[Records excerpted from a collection]
·····

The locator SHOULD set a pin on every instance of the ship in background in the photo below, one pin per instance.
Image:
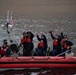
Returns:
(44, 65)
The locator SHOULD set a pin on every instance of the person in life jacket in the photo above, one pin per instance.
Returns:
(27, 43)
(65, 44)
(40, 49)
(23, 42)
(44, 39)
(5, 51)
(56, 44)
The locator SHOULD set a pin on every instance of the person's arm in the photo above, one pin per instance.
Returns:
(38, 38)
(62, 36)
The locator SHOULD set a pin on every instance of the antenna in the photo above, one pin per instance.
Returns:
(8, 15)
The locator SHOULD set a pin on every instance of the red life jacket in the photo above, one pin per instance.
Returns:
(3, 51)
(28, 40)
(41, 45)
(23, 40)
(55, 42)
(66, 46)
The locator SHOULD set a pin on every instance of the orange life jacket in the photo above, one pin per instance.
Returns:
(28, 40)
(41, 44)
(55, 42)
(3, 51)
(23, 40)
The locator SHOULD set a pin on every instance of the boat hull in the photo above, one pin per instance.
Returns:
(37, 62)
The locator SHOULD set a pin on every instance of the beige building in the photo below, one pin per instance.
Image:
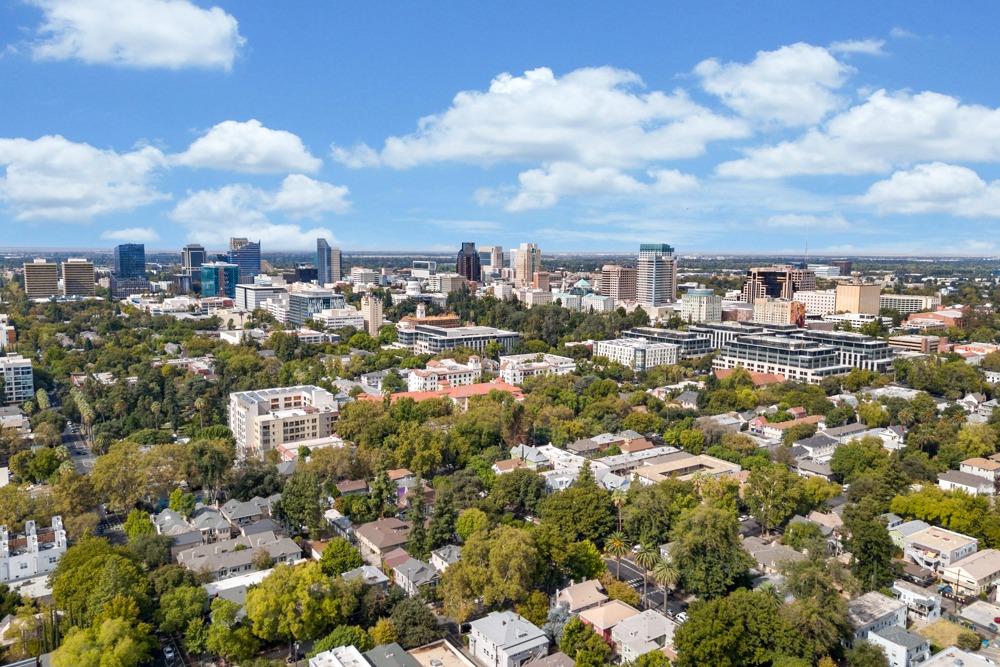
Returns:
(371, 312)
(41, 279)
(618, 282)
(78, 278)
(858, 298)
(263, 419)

·····

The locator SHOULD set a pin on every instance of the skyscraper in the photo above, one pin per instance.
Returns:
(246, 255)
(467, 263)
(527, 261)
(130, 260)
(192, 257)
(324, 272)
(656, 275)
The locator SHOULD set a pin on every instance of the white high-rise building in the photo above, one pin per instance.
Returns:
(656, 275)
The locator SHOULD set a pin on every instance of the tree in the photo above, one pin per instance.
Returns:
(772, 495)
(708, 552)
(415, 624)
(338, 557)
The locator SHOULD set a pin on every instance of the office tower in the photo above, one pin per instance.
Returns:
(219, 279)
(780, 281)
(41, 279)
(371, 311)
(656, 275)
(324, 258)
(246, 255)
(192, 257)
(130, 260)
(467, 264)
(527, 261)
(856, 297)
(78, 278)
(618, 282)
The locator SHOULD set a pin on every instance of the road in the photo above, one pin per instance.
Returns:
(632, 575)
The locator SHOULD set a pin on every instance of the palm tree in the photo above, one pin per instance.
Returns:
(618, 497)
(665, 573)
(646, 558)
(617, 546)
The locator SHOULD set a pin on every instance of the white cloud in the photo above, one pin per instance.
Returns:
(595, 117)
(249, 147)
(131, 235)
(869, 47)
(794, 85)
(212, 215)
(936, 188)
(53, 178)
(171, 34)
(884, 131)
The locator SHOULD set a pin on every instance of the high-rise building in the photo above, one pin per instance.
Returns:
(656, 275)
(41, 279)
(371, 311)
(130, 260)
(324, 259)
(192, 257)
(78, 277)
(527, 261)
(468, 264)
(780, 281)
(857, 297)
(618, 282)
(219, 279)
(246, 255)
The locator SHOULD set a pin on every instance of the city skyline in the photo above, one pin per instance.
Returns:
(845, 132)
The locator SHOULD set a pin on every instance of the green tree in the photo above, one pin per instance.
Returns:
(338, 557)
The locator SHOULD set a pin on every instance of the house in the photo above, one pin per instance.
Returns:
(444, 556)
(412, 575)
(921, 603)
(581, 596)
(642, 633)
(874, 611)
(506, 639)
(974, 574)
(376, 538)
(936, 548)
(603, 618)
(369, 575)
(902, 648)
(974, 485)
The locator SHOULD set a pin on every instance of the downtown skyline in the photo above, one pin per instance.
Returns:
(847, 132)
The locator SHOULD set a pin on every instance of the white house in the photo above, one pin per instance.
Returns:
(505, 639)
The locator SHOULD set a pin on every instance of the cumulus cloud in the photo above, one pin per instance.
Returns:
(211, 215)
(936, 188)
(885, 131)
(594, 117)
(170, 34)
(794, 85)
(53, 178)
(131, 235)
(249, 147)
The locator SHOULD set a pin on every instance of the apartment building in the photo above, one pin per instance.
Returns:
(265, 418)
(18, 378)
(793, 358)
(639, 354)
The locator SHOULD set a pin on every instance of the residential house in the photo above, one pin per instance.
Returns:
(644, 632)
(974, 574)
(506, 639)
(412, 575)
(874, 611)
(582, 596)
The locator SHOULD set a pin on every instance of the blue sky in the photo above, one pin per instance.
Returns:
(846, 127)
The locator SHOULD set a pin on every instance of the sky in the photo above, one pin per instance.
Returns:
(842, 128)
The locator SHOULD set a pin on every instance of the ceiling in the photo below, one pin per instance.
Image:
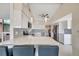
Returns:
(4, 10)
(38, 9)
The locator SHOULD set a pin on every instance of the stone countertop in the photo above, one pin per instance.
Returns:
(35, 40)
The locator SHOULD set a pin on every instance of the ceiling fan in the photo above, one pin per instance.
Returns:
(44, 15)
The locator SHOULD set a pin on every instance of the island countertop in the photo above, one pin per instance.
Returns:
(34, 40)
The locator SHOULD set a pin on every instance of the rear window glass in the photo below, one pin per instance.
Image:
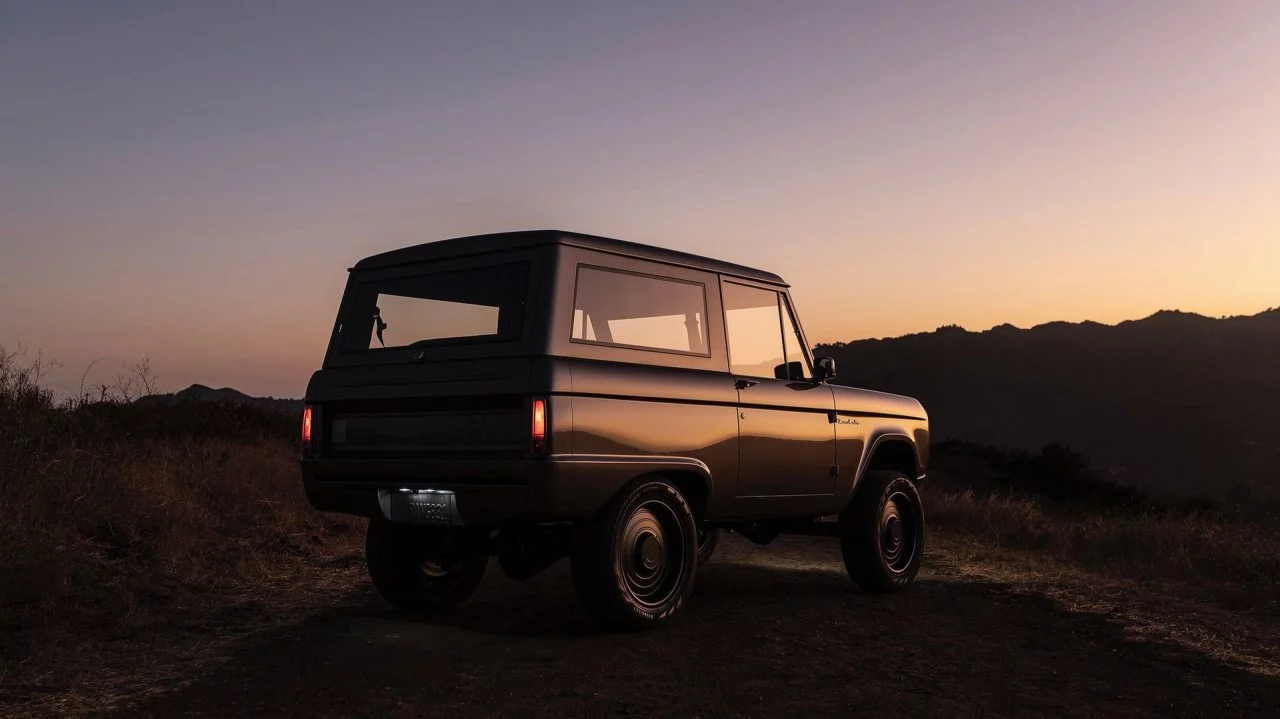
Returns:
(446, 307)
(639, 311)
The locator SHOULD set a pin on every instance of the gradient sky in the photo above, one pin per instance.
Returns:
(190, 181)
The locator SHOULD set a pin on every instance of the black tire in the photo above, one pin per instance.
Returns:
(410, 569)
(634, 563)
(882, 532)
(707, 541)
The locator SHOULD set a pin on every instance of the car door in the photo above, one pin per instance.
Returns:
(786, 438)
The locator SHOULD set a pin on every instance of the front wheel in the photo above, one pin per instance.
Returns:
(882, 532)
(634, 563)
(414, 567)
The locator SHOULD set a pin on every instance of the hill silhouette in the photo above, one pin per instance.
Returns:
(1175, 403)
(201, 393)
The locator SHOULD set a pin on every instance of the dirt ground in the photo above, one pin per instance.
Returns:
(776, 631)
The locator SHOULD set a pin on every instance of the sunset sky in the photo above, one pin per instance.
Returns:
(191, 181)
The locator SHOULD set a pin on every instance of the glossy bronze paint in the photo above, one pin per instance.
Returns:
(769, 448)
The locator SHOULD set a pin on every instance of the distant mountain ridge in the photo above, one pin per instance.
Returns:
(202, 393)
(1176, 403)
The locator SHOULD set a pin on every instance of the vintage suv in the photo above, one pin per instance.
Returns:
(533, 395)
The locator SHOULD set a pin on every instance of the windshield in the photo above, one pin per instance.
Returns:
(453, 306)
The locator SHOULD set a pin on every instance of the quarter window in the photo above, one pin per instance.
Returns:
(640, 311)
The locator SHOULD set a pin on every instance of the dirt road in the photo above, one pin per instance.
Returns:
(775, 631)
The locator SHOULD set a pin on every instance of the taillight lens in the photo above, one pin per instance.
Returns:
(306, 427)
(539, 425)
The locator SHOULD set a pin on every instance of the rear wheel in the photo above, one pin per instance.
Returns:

·····

Do this
State how many lines of the material above contain the string "ceiling". Reply with the number alone.

Completed exercise
2